:: What you need to do ::
Identify each line of the records below that contains the word "white" and copy those lines in full.

(Dataset entries)
--------------------------------------------------

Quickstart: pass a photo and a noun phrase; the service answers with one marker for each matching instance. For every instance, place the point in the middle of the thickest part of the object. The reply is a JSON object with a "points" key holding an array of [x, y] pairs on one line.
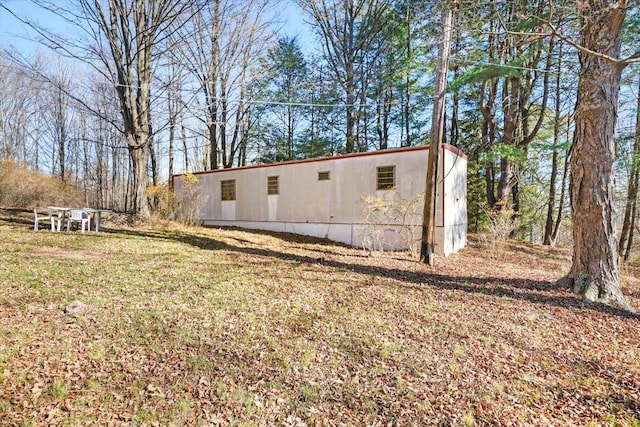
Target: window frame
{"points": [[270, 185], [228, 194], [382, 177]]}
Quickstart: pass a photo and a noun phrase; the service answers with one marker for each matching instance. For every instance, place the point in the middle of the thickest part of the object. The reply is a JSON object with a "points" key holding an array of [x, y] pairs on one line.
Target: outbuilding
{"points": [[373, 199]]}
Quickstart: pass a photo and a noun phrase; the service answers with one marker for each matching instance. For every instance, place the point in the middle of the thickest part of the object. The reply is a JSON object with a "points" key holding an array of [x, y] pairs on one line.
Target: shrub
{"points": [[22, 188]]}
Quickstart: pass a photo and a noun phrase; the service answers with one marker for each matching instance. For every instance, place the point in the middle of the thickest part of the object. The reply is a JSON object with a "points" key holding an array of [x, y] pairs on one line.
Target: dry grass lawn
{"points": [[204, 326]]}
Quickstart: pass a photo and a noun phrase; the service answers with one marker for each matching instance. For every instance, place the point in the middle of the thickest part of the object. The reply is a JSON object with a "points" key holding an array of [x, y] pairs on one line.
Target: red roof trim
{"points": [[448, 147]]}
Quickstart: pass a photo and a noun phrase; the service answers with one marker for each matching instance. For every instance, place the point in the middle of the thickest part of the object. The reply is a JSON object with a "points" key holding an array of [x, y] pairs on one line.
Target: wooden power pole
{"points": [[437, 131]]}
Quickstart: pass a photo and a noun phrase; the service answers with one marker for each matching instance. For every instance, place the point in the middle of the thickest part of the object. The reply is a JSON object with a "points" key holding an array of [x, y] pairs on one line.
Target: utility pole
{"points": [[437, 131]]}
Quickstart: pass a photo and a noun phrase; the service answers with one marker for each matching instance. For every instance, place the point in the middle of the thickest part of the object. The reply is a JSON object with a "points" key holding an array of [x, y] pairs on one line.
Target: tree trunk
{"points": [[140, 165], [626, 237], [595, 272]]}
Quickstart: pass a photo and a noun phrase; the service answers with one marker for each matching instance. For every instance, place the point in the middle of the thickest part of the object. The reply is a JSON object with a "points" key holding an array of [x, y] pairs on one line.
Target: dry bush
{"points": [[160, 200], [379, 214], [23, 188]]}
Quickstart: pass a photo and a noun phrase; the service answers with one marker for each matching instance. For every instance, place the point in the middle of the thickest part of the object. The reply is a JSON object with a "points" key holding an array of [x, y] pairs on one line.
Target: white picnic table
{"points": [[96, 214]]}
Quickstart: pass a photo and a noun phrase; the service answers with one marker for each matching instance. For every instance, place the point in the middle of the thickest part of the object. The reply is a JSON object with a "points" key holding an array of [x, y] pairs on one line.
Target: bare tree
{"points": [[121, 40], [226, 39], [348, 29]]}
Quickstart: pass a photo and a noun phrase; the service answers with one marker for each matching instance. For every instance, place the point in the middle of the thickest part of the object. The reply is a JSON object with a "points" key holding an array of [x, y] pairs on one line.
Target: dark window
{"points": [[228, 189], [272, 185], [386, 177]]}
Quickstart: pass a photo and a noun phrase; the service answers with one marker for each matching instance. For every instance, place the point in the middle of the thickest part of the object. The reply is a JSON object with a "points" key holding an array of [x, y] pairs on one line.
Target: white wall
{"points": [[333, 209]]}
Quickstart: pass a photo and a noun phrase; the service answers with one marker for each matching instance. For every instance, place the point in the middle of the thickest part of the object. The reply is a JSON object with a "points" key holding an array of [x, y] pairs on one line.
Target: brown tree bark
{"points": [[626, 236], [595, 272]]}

--------------------------------------------------

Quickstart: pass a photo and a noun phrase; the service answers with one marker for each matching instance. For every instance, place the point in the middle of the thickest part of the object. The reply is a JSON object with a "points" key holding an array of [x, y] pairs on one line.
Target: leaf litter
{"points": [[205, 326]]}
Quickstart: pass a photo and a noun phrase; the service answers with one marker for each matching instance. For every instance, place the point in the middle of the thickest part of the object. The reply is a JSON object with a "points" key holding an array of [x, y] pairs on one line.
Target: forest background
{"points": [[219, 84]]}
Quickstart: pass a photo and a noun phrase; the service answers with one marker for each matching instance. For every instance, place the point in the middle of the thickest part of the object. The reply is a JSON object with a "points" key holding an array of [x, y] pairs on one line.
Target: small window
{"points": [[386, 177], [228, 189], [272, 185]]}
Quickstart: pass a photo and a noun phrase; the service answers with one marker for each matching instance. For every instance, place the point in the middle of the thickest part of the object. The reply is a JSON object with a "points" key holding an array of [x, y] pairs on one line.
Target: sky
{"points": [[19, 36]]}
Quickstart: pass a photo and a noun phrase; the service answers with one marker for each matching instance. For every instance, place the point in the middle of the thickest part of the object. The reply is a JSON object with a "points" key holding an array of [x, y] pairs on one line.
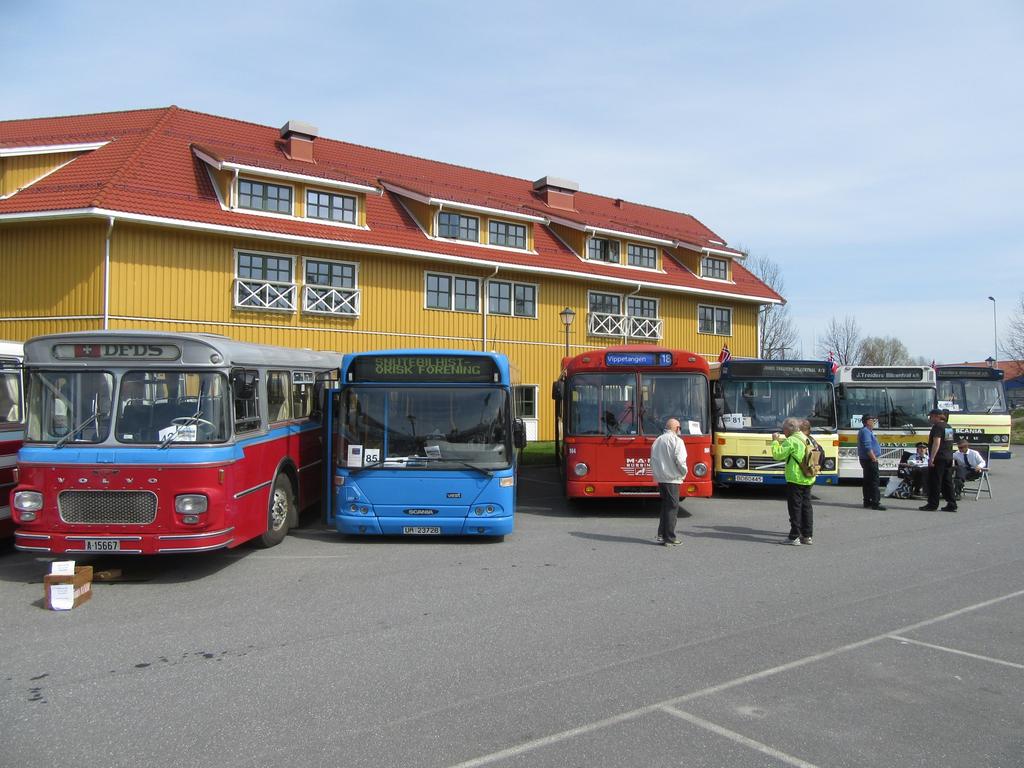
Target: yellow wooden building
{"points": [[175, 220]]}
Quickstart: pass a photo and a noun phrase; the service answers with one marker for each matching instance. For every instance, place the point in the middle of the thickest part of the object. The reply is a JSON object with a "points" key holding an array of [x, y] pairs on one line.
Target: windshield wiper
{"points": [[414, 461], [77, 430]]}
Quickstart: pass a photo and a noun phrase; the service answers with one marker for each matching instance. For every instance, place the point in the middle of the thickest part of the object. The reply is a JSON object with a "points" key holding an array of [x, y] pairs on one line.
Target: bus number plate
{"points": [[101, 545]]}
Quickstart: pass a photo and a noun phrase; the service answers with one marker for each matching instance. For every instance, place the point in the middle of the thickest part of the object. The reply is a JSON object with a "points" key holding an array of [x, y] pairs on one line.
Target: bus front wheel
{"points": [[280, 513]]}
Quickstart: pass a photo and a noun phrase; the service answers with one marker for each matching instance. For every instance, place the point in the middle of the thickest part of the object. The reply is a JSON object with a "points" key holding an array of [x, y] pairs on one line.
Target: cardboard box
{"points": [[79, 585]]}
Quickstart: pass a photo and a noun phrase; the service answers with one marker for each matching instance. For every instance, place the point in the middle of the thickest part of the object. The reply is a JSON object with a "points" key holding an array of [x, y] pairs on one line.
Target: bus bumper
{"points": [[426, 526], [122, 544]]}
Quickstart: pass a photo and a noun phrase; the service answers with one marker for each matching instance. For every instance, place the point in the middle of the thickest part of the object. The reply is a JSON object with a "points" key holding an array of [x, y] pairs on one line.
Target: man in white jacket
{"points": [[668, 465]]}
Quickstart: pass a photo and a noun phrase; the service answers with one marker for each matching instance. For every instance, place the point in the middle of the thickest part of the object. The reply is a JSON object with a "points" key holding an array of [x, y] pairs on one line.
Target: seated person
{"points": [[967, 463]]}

--------------------------------------------------

:: Task output ::
Target: white picnic table
Target: white wall
Target: man in white jacket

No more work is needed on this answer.